### WRITTEN EXERCISE
The line containing "segment --target=smoke" and every line after it, through the last, are to be extracted exactly; no other lines belong in the answer.

### MATERIAL TO PROCESS
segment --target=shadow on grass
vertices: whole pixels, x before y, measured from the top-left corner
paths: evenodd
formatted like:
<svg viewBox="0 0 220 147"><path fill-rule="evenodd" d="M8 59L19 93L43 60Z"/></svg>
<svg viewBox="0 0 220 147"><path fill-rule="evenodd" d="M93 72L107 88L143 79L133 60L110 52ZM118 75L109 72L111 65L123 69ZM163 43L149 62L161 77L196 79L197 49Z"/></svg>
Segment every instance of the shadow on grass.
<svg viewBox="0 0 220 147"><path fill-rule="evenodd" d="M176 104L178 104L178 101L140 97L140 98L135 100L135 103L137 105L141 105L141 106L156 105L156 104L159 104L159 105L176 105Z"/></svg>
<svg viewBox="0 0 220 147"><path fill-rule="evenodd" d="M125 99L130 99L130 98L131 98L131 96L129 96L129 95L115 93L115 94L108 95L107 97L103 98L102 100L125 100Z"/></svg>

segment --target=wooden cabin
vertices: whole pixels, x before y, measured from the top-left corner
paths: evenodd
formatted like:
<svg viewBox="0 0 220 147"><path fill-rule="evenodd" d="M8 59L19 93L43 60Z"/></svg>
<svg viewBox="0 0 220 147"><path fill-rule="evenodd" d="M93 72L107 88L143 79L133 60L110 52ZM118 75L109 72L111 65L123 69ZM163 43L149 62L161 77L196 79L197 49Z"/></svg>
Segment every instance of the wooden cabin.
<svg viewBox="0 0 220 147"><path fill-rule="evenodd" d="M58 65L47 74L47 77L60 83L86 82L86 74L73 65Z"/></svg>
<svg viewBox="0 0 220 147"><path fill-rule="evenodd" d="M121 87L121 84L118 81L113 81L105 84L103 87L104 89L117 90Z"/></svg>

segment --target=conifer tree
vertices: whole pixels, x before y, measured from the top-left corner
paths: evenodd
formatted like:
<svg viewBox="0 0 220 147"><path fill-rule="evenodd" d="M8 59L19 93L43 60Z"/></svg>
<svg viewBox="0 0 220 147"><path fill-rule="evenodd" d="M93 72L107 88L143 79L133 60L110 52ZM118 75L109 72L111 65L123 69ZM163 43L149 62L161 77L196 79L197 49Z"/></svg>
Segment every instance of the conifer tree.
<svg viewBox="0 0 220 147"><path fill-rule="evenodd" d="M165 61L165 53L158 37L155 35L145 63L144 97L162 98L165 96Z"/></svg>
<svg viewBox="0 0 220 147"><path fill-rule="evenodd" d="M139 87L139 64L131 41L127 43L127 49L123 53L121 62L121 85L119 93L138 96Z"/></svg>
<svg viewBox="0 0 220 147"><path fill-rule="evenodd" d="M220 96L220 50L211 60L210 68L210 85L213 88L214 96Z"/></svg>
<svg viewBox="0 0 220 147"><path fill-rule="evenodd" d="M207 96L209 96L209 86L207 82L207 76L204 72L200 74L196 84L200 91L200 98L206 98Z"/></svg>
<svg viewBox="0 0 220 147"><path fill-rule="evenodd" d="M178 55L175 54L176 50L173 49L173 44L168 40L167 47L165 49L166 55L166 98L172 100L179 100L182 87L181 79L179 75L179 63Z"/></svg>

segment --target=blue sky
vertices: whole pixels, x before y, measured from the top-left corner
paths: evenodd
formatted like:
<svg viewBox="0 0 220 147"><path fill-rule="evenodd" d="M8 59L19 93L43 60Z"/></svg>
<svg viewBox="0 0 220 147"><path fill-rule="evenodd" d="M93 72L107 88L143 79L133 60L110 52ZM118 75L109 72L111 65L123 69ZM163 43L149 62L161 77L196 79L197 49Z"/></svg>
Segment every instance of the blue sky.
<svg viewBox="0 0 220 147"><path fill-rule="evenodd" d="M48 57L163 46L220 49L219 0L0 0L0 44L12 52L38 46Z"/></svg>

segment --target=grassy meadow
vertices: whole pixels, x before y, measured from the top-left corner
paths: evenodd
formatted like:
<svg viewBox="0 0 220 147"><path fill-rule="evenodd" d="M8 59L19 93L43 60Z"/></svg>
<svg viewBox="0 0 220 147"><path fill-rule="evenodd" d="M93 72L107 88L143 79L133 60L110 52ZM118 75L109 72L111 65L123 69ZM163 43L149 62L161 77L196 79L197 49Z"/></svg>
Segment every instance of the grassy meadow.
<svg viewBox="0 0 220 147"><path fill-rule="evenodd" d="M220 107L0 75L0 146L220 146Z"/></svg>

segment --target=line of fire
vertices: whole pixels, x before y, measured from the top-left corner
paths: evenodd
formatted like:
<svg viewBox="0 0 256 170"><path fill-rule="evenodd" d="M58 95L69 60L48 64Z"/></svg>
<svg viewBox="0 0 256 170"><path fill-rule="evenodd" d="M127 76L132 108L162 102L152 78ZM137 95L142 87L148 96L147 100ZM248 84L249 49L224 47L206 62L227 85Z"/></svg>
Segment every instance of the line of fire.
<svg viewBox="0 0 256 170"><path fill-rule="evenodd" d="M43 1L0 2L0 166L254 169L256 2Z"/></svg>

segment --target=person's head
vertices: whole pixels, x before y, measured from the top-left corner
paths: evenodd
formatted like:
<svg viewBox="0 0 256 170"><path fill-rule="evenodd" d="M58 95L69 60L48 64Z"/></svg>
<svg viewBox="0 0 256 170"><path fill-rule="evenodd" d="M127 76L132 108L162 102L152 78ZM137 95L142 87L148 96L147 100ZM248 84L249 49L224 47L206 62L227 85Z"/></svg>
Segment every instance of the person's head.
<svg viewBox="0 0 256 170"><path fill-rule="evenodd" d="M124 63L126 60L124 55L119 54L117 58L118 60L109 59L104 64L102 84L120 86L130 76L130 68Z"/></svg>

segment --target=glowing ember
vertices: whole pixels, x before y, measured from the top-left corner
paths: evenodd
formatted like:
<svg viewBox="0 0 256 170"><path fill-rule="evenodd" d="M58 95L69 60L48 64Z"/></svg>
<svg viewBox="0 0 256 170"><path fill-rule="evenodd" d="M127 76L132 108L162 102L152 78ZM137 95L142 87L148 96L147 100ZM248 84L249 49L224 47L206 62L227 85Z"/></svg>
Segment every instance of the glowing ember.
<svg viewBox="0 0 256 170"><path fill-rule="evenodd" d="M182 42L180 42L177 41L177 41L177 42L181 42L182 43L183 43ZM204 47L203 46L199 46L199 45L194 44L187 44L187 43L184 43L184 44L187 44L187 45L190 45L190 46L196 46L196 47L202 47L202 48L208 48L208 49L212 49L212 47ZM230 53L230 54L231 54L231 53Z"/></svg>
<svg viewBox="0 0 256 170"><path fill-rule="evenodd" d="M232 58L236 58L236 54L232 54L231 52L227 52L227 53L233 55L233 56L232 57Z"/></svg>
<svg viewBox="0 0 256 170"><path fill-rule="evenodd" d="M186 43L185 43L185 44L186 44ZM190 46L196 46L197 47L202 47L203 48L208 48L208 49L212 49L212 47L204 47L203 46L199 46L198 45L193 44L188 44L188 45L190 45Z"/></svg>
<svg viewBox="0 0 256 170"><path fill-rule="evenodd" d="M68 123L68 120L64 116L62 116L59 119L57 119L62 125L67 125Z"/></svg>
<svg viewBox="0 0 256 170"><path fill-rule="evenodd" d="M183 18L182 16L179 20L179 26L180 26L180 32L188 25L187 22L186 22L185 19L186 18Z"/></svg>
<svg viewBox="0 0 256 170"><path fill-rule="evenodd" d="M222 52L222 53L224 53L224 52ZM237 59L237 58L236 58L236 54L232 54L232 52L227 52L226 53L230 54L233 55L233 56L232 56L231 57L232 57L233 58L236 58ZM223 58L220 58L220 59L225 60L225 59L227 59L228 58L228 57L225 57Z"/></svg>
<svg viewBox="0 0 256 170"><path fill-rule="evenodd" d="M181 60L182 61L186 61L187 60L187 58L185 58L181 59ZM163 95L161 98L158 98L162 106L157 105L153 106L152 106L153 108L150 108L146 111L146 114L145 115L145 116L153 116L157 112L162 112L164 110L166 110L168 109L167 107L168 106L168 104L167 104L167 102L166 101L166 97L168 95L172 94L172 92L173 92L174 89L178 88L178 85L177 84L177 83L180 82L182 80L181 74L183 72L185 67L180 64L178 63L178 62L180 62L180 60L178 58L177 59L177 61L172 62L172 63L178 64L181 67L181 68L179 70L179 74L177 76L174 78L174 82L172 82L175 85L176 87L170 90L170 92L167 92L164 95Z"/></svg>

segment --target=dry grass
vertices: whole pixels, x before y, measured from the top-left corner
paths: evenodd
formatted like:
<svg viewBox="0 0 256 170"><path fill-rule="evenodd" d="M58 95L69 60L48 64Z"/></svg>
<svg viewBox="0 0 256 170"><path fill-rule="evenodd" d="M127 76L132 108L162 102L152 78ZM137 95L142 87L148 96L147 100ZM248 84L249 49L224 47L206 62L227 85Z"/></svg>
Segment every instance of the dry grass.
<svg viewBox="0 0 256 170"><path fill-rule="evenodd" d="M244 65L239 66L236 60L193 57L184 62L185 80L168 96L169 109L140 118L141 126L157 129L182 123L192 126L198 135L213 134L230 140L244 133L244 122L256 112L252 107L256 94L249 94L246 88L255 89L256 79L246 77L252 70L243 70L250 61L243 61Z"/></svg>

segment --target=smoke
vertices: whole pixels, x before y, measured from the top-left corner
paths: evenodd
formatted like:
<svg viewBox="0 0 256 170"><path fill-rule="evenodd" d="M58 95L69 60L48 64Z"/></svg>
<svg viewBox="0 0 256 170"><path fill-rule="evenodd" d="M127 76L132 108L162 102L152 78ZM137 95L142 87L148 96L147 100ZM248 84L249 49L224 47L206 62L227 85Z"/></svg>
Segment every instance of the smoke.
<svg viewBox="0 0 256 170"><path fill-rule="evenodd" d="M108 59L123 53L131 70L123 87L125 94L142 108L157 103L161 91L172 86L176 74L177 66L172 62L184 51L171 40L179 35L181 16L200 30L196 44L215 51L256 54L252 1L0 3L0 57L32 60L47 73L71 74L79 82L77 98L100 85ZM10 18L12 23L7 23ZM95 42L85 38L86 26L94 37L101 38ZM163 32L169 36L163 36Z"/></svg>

### RESULT FOR THIS EXERCISE
segment --target=smoke
vertices: whole pixels, x before y, measured from the top-left corner
paths: evenodd
formatted like:
<svg viewBox="0 0 256 170"><path fill-rule="evenodd" d="M58 95L69 60L48 64Z"/></svg>
<svg viewBox="0 0 256 170"><path fill-rule="evenodd" d="M127 76L132 108L162 102L152 78ZM137 95L142 87L148 96L147 100ZM248 84L249 49L224 47L206 62L227 85Z"/></svg>
Segment every instance of the smoke.
<svg viewBox="0 0 256 170"><path fill-rule="evenodd" d="M108 59L123 53L131 70L123 87L125 94L142 108L157 103L161 91L172 86L176 74L177 66L172 62L184 51L171 40L179 35L181 16L200 30L196 44L215 51L256 54L252 1L0 3L0 57L32 60L47 73L71 74L79 82L77 98L100 85ZM10 18L12 23L7 23ZM95 42L85 38L86 26L94 37L101 38ZM163 32L169 36L163 36Z"/></svg>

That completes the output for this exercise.